* [INFORMATION PROVIDED]
┄┄┄┄┄┄

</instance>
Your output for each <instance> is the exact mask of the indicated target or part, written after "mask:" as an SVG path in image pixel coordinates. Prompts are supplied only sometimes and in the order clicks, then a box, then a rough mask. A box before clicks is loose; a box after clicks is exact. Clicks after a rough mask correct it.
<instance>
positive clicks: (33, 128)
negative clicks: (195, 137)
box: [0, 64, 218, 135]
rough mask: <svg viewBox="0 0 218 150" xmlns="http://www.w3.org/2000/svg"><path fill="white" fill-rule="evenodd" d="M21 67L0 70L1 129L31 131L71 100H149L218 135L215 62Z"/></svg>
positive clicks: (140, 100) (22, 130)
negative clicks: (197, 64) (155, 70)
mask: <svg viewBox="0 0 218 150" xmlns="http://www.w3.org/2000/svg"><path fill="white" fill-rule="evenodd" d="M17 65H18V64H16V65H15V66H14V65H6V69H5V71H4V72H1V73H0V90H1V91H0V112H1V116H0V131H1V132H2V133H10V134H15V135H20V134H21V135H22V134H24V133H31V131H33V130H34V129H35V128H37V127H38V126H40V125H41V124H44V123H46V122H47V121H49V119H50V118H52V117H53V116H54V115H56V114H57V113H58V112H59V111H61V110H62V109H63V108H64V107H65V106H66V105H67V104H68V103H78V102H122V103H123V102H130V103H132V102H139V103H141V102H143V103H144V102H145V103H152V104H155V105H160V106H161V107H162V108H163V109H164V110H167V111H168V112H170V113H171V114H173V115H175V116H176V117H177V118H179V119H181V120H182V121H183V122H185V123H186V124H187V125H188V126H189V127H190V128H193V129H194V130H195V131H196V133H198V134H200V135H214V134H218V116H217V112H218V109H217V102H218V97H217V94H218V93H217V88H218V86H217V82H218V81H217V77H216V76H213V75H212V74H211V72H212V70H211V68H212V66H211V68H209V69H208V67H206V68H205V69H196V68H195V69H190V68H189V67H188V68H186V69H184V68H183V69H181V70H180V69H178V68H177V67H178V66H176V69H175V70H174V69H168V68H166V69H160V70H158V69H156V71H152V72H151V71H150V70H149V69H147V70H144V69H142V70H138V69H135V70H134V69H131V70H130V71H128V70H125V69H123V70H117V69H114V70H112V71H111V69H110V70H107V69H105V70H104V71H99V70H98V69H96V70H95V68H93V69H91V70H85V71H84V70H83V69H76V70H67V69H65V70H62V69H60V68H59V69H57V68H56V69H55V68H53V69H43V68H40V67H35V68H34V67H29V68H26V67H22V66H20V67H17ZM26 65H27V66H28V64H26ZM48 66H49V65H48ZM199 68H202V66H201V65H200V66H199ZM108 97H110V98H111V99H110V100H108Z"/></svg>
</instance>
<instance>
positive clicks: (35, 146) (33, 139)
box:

┄┄┄┄┄┄

* [TO-DO ITEM] Convert the data above into a JSON array of strings, one string per line, leaving out any blank lines.

* [YOUR RESPONSE]
[
  "</instance>",
  "Your output for each <instance> is the exact mask of the indicated target or part, written after \"mask:\" as an SVG path in image pixel coordinates. Prompts are supplied only sometimes and in the order clicks, then a box, then a rough mask. A box before clicks is loose; a box after clicks is exact. Clicks after a rough mask correct it.",
  "<instance>",
  "positive clicks: (33, 128)",
  "negative clicks: (195, 137)",
  "box: [0, 64, 218, 135]",
  "rough mask: <svg viewBox=\"0 0 218 150\" xmlns=\"http://www.w3.org/2000/svg\"><path fill=\"white\" fill-rule=\"evenodd\" d=\"M21 67L0 70L1 129L31 131L71 100H149L218 135L215 62Z\"/></svg>",
  "positive clicks: (140, 100) (22, 130)",
  "negative clicks: (197, 64) (155, 70)",
  "mask: <svg viewBox=\"0 0 218 150\" xmlns=\"http://www.w3.org/2000/svg\"><path fill=\"white\" fill-rule=\"evenodd\" d=\"M17 65H18V64H16V65H15V66H14V65H6V69H5V71H4V72H1V73H0V90H1V91H0V112H1V116H0V131H1V132H2V133H10V134H15V135H20V134H21V135H22V134H24V133H31V131H33V130H34V129H35V128H37V127H38V126H40V125H41V124H44V123H46V122H47V121H49V119H50V118H52V117H53V116H54V115H56V114H57V113H58V112H59V111H61V110H62V109H63V108H64V107H65V106H66V105H67V104H68V103H78V102H122V103H123V102H130V103H132V102H139V103H141V102H143V103H144V102H145V103H152V104H155V105H160V106H161V107H162V108H163V109H164V110H167V111H168V112H170V113H171V114H173V115H175V116H176V117H177V118H179V119H181V120H182V121H183V122H185V123H186V124H187V125H188V126H189V127H190V128H193V129H194V130H195V131H196V133H198V134H200V135H214V134H218V116H217V112H218V109H217V102H218V97H217V94H218V93H217V88H218V86H217V82H218V81H217V77H216V76H213V75H212V74H211V72H212V70H211V68H212V66H211V68H209V69H208V67H206V68H205V69H196V68H195V69H190V68H189V67H188V68H186V69H184V68H183V69H181V70H180V69H178V68H177V67H178V66H176V69H175V70H174V69H168V68H166V69H160V70H158V69H156V71H152V72H151V71H150V70H149V69H147V70H144V69H142V70H138V69H135V70H134V69H131V70H130V71H128V70H125V69H123V70H117V69H114V70H112V71H111V69H110V70H107V69H105V70H104V71H99V70H98V69H96V70H95V68H93V69H91V70H85V71H84V70H83V69H76V70H67V69H65V70H62V69H60V68H59V69H57V68H56V69H55V68H53V69H43V68H40V67H35V68H34V67H29V68H26V67H22V66H20V67H17ZM26 65H27V66H28V64H26ZM48 66H49V65H48ZM199 68H202V66H201V65H200V66H199ZM108 97H110V98H111V99H110V100H108Z\"/></svg>",
  "</instance>",
  "<instance>",
  "positive clicks: (35, 146) (33, 139)",
  "box:"
]